- **GIVEN EXERCISE**
In the records below, render as a numbered list the lines from the line with "the rock surface" up to and including the line with "[(294, 255)]". Omit any blank lines.
=====
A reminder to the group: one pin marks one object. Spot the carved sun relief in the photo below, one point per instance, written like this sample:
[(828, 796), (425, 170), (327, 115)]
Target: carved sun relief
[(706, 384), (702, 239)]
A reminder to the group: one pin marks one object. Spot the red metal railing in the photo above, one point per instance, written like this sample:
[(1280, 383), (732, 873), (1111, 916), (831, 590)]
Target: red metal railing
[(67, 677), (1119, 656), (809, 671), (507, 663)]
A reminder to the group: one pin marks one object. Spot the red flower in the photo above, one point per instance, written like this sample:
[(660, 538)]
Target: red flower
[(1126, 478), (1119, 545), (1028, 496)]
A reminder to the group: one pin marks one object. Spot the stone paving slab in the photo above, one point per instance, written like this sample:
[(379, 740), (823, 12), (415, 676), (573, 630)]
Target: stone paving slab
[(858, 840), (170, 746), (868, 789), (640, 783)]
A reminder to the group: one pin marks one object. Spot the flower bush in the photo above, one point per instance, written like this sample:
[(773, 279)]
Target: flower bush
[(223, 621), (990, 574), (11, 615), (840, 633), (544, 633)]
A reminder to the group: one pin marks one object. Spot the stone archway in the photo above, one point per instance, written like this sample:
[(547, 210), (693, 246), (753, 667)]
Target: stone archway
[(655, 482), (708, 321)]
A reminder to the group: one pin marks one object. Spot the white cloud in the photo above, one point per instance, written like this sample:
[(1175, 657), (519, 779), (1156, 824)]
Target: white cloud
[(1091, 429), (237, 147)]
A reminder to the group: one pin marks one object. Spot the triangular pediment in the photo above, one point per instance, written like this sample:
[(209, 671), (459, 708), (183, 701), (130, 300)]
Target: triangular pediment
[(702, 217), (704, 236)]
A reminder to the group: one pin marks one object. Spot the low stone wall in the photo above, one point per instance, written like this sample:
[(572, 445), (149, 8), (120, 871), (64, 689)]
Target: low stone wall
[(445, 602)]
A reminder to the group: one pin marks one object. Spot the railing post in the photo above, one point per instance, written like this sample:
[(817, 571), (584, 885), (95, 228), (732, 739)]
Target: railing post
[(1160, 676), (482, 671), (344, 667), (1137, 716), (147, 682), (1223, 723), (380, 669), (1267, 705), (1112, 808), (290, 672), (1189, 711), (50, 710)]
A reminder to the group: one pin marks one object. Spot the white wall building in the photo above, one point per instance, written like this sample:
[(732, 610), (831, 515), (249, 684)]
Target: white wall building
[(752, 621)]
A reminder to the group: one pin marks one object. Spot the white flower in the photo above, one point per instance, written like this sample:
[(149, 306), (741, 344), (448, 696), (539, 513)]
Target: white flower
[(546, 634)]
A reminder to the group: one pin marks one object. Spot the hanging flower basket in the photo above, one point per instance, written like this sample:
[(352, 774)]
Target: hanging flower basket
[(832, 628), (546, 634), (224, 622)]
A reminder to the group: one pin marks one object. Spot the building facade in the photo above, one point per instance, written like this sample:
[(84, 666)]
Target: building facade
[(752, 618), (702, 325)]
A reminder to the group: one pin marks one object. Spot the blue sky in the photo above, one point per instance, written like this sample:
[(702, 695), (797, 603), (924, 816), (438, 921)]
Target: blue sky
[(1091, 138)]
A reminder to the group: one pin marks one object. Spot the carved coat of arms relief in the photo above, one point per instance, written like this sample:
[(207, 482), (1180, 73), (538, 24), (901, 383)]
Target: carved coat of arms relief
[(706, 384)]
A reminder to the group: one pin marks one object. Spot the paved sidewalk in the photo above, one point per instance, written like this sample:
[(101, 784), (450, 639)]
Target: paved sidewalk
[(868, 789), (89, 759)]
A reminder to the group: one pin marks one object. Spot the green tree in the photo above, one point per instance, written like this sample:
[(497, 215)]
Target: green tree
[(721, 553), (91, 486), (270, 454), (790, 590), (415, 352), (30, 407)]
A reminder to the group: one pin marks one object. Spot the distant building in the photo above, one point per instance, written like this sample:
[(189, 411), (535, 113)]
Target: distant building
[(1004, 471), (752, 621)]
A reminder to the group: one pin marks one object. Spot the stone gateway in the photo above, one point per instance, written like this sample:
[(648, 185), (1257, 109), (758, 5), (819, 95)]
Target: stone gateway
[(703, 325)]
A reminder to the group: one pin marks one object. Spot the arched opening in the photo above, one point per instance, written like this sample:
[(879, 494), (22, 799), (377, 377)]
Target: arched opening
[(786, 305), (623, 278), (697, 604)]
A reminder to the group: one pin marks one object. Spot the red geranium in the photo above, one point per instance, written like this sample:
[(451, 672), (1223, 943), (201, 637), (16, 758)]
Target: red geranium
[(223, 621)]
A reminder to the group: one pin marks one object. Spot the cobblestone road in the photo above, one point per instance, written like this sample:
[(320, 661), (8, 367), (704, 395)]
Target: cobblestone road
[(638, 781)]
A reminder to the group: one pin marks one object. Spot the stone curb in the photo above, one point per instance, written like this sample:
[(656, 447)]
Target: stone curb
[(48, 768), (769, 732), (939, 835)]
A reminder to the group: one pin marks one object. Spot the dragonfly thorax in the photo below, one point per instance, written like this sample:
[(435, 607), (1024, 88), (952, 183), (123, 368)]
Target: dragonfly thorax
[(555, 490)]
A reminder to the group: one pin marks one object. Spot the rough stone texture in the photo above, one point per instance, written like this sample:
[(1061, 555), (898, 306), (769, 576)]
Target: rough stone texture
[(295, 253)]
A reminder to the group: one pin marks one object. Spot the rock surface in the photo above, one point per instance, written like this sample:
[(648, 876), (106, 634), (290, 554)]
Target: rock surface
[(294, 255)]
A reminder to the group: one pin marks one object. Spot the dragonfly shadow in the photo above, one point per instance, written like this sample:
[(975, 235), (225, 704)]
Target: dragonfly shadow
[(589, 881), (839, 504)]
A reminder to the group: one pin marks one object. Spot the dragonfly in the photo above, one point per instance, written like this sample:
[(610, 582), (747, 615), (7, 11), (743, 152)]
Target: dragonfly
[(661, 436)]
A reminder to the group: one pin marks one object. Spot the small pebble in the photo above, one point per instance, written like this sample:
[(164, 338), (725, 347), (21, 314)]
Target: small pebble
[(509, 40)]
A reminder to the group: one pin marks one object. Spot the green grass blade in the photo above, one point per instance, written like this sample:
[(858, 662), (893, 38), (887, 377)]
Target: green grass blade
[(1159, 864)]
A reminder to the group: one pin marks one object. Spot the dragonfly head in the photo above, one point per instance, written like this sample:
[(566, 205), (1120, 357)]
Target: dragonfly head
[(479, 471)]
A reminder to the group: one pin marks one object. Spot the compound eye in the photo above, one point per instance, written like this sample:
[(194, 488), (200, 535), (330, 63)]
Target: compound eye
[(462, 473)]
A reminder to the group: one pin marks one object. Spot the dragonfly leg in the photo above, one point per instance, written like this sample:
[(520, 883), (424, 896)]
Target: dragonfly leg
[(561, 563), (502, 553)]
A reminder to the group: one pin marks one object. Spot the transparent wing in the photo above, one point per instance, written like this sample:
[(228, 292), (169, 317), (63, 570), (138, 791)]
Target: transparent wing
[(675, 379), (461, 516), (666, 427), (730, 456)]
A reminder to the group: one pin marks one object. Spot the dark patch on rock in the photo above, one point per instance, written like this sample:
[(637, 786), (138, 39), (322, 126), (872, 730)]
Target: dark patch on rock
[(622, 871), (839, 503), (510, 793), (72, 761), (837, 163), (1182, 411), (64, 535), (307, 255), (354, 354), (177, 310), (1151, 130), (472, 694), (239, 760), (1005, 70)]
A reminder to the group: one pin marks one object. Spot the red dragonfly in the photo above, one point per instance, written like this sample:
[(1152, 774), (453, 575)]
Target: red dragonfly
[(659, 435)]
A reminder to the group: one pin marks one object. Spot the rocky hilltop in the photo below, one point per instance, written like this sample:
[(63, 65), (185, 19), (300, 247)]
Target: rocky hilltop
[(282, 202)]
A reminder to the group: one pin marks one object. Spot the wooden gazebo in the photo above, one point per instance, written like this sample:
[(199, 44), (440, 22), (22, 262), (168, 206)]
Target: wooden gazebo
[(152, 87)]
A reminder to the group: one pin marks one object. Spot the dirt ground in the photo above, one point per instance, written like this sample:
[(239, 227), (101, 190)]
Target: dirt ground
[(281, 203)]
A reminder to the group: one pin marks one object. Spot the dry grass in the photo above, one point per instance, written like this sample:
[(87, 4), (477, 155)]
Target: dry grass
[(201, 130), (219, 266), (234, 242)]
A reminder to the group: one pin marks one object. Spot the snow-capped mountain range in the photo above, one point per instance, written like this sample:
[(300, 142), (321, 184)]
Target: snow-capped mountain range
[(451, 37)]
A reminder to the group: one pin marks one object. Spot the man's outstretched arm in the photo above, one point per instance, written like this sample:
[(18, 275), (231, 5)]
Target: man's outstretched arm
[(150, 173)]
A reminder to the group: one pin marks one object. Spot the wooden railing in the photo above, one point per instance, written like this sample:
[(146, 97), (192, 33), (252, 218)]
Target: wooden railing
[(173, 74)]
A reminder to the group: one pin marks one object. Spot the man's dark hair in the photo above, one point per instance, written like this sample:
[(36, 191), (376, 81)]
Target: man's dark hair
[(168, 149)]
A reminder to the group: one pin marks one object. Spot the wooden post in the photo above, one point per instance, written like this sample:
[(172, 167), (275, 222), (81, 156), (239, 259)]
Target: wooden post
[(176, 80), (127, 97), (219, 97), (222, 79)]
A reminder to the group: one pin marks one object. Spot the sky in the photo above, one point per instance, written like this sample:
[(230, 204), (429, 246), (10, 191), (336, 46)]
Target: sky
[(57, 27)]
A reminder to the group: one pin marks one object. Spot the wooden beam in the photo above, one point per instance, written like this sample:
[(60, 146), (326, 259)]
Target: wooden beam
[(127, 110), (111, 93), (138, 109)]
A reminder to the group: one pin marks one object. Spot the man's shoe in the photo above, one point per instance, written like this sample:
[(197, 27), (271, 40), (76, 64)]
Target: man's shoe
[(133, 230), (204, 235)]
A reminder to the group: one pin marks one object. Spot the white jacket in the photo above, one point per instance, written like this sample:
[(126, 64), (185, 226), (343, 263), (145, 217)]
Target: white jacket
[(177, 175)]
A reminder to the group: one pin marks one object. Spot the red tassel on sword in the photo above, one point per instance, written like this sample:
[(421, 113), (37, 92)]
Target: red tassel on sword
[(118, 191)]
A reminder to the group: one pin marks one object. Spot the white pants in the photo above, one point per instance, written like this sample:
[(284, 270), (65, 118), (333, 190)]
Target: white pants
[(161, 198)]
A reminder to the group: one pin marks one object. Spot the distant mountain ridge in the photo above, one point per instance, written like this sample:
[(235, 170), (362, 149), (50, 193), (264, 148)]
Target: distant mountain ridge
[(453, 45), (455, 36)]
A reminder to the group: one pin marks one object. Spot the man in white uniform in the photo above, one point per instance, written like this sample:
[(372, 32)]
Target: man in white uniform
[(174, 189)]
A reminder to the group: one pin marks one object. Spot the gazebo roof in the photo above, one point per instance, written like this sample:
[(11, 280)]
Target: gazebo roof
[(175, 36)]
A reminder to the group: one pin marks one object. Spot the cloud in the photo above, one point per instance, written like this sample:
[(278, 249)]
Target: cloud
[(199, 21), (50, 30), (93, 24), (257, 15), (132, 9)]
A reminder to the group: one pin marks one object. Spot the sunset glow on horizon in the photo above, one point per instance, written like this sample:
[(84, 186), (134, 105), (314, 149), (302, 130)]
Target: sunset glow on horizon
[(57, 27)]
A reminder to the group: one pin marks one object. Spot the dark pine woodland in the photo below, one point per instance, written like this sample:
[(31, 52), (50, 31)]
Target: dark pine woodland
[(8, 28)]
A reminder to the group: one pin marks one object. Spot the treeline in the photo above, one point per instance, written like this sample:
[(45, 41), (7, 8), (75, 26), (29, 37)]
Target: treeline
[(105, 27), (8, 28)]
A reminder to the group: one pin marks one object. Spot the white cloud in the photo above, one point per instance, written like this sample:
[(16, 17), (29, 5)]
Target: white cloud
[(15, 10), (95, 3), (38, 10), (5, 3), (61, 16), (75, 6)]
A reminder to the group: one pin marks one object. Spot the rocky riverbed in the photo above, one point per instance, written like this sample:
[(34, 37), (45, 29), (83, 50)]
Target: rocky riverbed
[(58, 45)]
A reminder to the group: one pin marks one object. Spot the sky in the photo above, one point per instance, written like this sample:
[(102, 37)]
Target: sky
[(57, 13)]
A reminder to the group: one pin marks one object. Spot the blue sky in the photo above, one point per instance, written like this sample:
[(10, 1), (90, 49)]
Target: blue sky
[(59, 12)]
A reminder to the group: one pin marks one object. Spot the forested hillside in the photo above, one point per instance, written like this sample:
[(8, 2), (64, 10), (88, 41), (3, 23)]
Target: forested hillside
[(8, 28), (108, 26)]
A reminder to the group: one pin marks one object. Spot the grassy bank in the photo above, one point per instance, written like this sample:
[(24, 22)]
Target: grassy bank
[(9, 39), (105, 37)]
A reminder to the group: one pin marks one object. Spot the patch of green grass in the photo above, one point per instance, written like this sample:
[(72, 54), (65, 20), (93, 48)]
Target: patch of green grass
=====
- **WRITTEN REPLY**
1. A reminder to the group: one pin marks one object. Spot the rock surface in the photo above, one point per instance, written like this sample:
2. [(648, 876), (106, 634), (290, 554)]
3. Target: rock surface
4. [(294, 255)]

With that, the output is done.